Written problem
Retype the lines of the material word for word, starting at the line that contains "reply: (433, 442)." and ending after the line that contains "(1046, 216)". Give only those lines.

Exercise materials
────────────────────────────────────────

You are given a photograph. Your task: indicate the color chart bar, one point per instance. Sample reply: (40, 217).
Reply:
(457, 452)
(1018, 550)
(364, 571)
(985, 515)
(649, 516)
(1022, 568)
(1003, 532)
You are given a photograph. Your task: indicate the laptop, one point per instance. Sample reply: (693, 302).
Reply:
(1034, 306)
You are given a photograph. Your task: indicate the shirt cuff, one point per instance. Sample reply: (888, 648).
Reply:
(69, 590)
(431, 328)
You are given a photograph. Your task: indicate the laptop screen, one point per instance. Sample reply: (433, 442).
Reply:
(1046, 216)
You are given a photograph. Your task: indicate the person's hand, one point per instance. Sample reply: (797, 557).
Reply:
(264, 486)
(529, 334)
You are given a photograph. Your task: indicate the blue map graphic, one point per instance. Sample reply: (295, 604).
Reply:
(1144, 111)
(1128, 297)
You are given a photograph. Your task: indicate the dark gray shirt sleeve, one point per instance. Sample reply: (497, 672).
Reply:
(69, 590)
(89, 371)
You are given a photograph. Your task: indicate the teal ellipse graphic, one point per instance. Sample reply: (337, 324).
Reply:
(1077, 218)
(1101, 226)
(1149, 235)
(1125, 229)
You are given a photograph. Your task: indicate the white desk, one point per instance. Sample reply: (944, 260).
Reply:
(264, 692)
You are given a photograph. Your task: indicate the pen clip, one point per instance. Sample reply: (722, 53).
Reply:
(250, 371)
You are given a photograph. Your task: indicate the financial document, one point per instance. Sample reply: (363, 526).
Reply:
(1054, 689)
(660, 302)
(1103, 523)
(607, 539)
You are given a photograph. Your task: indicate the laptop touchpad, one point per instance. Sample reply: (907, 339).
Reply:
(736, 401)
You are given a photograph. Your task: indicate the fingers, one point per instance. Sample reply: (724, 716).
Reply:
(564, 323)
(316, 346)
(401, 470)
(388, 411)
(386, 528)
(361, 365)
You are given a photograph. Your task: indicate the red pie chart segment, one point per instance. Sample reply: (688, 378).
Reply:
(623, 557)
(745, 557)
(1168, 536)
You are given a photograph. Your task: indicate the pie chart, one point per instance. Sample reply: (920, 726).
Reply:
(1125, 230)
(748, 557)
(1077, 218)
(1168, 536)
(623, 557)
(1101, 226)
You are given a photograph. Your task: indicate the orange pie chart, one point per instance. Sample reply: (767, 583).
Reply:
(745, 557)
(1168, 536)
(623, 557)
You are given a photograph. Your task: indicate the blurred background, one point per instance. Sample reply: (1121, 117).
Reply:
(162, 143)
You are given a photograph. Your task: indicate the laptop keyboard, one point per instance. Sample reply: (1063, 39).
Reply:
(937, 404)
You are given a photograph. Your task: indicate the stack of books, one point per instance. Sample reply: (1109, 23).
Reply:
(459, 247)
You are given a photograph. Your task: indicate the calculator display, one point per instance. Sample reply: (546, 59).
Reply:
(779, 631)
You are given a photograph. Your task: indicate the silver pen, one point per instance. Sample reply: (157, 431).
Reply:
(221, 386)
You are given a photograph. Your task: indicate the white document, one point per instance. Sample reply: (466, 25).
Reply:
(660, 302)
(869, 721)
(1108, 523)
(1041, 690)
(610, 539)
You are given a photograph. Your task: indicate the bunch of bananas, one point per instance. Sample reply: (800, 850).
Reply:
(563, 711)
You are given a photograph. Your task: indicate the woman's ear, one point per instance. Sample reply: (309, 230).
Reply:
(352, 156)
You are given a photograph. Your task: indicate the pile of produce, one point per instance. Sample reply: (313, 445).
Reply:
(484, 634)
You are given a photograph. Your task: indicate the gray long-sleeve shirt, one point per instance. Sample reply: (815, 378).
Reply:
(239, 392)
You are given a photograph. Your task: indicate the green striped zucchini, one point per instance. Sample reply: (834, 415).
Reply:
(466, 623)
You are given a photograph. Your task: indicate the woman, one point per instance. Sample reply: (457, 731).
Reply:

────────────────────────────────────────

Finished task
You are given a photograph. Your task: indicate the laptop screen, one point per instance. Sample reply: (433, 442).
Reply:
(1046, 216)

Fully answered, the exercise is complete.